**Exercise brief**
Search the data for the string "jacket", and report each line where it is found.

============

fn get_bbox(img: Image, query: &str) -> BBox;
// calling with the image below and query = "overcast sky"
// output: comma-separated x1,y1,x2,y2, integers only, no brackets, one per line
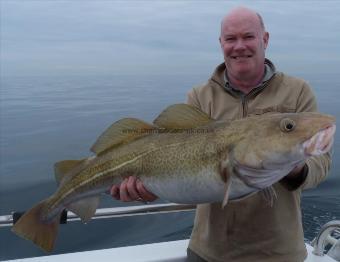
1,1,339,77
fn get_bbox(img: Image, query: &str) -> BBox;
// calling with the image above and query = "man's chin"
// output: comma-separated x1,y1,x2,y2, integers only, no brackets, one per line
230,67,254,78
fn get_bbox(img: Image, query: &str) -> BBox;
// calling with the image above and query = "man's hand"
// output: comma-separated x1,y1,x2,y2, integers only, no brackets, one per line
110,176,158,202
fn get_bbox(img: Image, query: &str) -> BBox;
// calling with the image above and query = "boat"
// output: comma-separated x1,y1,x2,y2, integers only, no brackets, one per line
1,203,339,261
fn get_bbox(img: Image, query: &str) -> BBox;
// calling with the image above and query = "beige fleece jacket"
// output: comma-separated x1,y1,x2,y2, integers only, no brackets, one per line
186,61,332,262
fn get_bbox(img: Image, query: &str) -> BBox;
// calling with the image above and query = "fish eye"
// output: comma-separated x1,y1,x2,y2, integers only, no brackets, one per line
280,118,296,132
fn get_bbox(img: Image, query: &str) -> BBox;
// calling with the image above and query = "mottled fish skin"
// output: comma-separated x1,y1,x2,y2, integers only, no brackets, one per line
44,124,240,220
44,111,335,219
11,104,336,252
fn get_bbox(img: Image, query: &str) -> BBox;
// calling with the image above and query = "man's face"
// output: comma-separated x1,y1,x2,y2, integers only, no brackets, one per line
219,15,269,81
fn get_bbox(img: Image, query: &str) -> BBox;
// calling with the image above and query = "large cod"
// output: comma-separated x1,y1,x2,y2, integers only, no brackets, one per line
12,104,336,252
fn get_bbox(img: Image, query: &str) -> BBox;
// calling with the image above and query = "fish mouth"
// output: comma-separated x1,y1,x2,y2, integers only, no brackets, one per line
303,124,336,156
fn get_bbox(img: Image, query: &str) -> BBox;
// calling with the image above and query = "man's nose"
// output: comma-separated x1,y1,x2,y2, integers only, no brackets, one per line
234,39,246,50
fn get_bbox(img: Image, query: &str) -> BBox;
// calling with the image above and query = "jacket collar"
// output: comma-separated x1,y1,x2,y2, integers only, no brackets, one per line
210,58,276,95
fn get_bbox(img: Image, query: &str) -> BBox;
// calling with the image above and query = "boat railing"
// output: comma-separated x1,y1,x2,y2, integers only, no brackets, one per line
0,203,196,227
311,220,340,260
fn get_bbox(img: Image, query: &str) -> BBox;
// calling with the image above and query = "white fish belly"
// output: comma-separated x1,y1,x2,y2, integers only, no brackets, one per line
141,168,226,204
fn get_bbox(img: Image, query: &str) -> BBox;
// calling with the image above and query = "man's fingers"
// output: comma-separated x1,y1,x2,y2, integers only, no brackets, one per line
126,176,141,200
110,177,157,202
120,178,133,202
110,185,120,200
136,179,158,201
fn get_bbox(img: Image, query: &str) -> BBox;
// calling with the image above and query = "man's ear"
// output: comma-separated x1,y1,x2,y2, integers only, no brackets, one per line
263,32,269,49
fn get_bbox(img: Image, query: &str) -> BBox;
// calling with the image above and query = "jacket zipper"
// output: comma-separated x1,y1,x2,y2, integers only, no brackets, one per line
241,78,274,118
241,95,247,118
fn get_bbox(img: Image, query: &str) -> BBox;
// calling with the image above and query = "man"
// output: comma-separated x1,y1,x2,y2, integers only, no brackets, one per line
111,7,333,262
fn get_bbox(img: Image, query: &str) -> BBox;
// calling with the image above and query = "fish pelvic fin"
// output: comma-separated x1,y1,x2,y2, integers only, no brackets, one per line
11,201,60,252
153,104,214,129
91,118,156,155
54,159,87,185
67,196,100,223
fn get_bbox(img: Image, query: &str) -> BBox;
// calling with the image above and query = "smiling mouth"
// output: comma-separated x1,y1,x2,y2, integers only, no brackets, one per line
231,55,252,59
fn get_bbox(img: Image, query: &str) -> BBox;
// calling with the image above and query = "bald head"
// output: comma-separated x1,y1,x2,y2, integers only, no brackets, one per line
219,6,269,92
221,7,265,34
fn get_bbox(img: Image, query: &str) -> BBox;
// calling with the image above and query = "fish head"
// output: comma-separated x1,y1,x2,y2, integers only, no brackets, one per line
230,112,336,189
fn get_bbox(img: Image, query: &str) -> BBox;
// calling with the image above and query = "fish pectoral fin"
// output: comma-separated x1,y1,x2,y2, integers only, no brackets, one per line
153,104,215,129
12,200,60,252
222,179,232,208
91,118,156,155
54,159,87,185
67,196,100,223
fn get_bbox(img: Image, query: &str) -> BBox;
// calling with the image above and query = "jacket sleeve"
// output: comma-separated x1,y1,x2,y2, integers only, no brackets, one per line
282,82,333,190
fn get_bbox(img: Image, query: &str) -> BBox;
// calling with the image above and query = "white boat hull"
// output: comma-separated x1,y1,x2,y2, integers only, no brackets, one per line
3,240,337,262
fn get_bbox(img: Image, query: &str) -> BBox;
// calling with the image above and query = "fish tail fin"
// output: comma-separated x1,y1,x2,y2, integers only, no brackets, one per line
11,201,60,252
261,186,277,207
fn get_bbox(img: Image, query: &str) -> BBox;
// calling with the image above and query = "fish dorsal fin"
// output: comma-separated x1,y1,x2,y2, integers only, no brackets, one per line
91,118,155,155
54,159,86,186
153,104,214,129
67,196,100,223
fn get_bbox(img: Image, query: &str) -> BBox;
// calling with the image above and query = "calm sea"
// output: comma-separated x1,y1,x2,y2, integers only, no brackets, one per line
0,73,339,260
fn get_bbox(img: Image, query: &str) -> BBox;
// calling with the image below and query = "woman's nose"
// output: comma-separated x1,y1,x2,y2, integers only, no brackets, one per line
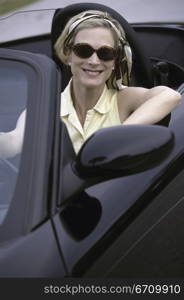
88,52,100,64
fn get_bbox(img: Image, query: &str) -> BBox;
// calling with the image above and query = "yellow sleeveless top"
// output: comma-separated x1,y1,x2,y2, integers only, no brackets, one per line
60,81,121,153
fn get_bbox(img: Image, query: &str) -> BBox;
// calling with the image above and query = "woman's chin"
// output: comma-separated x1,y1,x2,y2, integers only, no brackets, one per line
80,78,105,89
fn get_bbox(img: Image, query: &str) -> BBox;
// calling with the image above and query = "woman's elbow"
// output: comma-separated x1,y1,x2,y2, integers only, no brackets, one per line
167,88,181,108
159,86,182,108
173,90,182,106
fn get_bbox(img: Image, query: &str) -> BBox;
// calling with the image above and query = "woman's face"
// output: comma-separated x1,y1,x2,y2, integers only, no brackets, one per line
67,27,116,90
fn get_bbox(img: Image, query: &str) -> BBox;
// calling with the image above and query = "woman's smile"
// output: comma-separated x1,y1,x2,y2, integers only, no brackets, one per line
82,67,103,76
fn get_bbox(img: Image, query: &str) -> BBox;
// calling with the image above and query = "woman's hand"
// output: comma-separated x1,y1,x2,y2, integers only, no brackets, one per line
0,110,26,158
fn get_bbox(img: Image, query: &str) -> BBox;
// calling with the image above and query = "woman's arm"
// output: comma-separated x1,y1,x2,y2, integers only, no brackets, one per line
118,86,181,125
0,110,26,158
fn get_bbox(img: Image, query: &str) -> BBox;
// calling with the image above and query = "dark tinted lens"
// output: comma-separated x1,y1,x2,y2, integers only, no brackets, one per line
72,44,116,61
97,47,116,61
73,44,94,58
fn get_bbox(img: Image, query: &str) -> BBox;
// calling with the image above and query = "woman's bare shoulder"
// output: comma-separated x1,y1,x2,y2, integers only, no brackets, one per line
117,86,148,100
117,86,148,111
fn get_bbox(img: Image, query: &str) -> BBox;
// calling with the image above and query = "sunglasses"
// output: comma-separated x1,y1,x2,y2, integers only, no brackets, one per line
72,43,117,61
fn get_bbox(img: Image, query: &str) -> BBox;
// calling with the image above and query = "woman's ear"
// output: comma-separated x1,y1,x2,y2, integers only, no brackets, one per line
66,51,72,66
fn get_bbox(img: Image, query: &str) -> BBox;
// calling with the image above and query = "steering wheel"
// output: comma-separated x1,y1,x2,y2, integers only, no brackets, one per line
51,2,154,89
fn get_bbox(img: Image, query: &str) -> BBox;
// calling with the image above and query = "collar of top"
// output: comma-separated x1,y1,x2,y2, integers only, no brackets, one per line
61,80,113,117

============

**Answer to the exercise**
// calling with the image above and query = "beige fleece jacket"
// calling with the image above and query = "jacket collar"
// calling with the image above and query = "jacket zipper"
// calling with the image above and query = "jacket sleeve"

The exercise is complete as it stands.